* _Work item_
Omit the images. Restate all of the records word for word.

** Materials provided follows **

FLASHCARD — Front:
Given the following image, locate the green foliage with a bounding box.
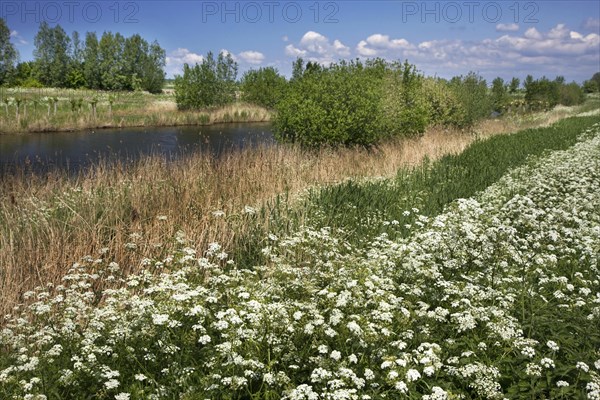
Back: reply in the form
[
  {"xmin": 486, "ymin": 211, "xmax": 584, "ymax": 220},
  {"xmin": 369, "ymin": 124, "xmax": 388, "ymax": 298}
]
[
  {"xmin": 240, "ymin": 67, "xmax": 287, "ymax": 109},
  {"xmin": 380, "ymin": 61, "xmax": 430, "ymax": 137},
  {"xmin": 174, "ymin": 51, "xmax": 239, "ymax": 110},
  {"xmin": 274, "ymin": 59, "xmax": 390, "ymax": 146},
  {"xmin": 421, "ymin": 78, "xmax": 464, "ymax": 127},
  {"xmin": 26, "ymin": 22, "xmax": 165, "ymax": 92},
  {"xmin": 491, "ymin": 77, "xmax": 509, "ymax": 112},
  {"xmin": 525, "ymin": 76, "xmax": 560, "ymax": 109},
  {"xmin": 33, "ymin": 22, "xmax": 71, "ymax": 88},
  {"xmin": 0, "ymin": 18, "xmax": 18, "ymax": 86},
  {"xmin": 509, "ymin": 77, "xmax": 520, "ymax": 93},
  {"xmin": 558, "ymin": 82, "xmax": 585, "ymax": 106},
  {"xmin": 525, "ymin": 76, "xmax": 586, "ymax": 109},
  {"xmin": 448, "ymin": 72, "xmax": 492, "ymax": 127}
]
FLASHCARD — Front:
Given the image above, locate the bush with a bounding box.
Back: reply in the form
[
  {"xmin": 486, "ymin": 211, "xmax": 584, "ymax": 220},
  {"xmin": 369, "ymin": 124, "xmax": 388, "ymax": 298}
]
[
  {"xmin": 380, "ymin": 61, "xmax": 430, "ymax": 137},
  {"xmin": 448, "ymin": 72, "xmax": 492, "ymax": 128},
  {"xmin": 273, "ymin": 59, "xmax": 388, "ymax": 146},
  {"xmin": 558, "ymin": 82, "xmax": 585, "ymax": 106},
  {"xmin": 421, "ymin": 78, "xmax": 464, "ymax": 127},
  {"xmin": 240, "ymin": 67, "xmax": 287, "ymax": 109},
  {"xmin": 525, "ymin": 76, "xmax": 559, "ymax": 110}
]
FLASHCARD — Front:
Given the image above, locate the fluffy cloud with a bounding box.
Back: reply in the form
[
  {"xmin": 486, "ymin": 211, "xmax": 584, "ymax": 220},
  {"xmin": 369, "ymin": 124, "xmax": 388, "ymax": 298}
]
[
  {"xmin": 496, "ymin": 23, "xmax": 519, "ymax": 32},
  {"xmin": 356, "ymin": 34, "xmax": 413, "ymax": 56},
  {"xmin": 238, "ymin": 50, "xmax": 265, "ymax": 65},
  {"xmin": 285, "ymin": 31, "xmax": 350, "ymax": 64},
  {"xmin": 166, "ymin": 48, "xmax": 204, "ymax": 76},
  {"xmin": 352, "ymin": 24, "xmax": 599, "ymax": 80}
]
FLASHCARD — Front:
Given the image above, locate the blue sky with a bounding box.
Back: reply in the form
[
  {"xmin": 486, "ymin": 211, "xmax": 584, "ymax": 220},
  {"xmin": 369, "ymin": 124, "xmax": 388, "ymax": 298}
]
[{"xmin": 3, "ymin": 1, "xmax": 599, "ymax": 82}]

** End of Materials provided **

* _Task output_
FLASHCARD — Front:
Given the following image, locate the green foliage with a bounding box.
Back: reply in the form
[
  {"xmin": 486, "ymin": 211, "xmax": 584, "ymax": 220},
  {"xmin": 369, "ymin": 124, "xmax": 388, "ymax": 298}
]
[
  {"xmin": 240, "ymin": 67, "xmax": 287, "ymax": 109},
  {"xmin": 380, "ymin": 61, "xmax": 430, "ymax": 137},
  {"xmin": 174, "ymin": 51, "xmax": 239, "ymax": 110},
  {"xmin": 274, "ymin": 59, "xmax": 390, "ymax": 146},
  {"xmin": 421, "ymin": 78, "xmax": 464, "ymax": 127},
  {"xmin": 26, "ymin": 22, "xmax": 165, "ymax": 92},
  {"xmin": 491, "ymin": 77, "xmax": 509, "ymax": 112},
  {"xmin": 525, "ymin": 76, "xmax": 560, "ymax": 109},
  {"xmin": 33, "ymin": 22, "xmax": 71, "ymax": 88},
  {"xmin": 0, "ymin": 18, "xmax": 18, "ymax": 86},
  {"xmin": 509, "ymin": 77, "xmax": 520, "ymax": 93},
  {"xmin": 558, "ymin": 82, "xmax": 585, "ymax": 106},
  {"xmin": 525, "ymin": 76, "xmax": 586, "ymax": 109},
  {"xmin": 448, "ymin": 72, "xmax": 492, "ymax": 127}
]
FLASHCARD — Front:
Given the image above, locate the bush with a bounding box.
Back: reply in the form
[
  {"xmin": 486, "ymin": 211, "xmax": 584, "ymax": 220},
  {"xmin": 369, "ymin": 124, "xmax": 388, "ymax": 298}
]
[
  {"xmin": 380, "ymin": 61, "xmax": 430, "ymax": 137},
  {"xmin": 448, "ymin": 72, "xmax": 492, "ymax": 128},
  {"xmin": 273, "ymin": 59, "xmax": 388, "ymax": 146},
  {"xmin": 558, "ymin": 82, "xmax": 585, "ymax": 106},
  {"xmin": 421, "ymin": 78, "xmax": 464, "ymax": 127},
  {"xmin": 240, "ymin": 67, "xmax": 287, "ymax": 109},
  {"xmin": 525, "ymin": 76, "xmax": 559, "ymax": 110}
]
FLASHCARD — Front:
Given the image above, locate the fluffy cloud with a bounding box.
Back: reply in the form
[
  {"xmin": 486, "ymin": 211, "xmax": 584, "ymax": 220},
  {"xmin": 369, "ymin": 124, "xmax": 388, "ymax": 298}
]
[
  {"xmin": 496, "ymin": 23, "xmax": 519, "ymax": 32},
  {"xmin": 356, "ymin": 34, "xmax": 413, "ymax": 56},
  {"xmin": 238, "ymin": 50, "xmax": 265, "ymax": 65},
  {"xmin": 285, "ymin": 31, "xmax": 350, "ymax": 64},
  {"xmin": 166, "ymin": 48, "xmax": 204, "ymax": 76},
  {"xmin": 352, "ymin": 24, "xmax": 599, "ymax": 80}
]
FLASHCARD — Front:
Given the image above, locate the blue sky with a bounding box.
Back: reply in the form
[
  {"xmin": 486, "ymin": 211, "xmax": 584, "ymax": 220},
  {"xmin": 369, "ymin": 124, "xmax": 388, "ymax": 298}
]
[{"xmin": 3, "ymin": 1, "xmax": 599, "ymax": 82}]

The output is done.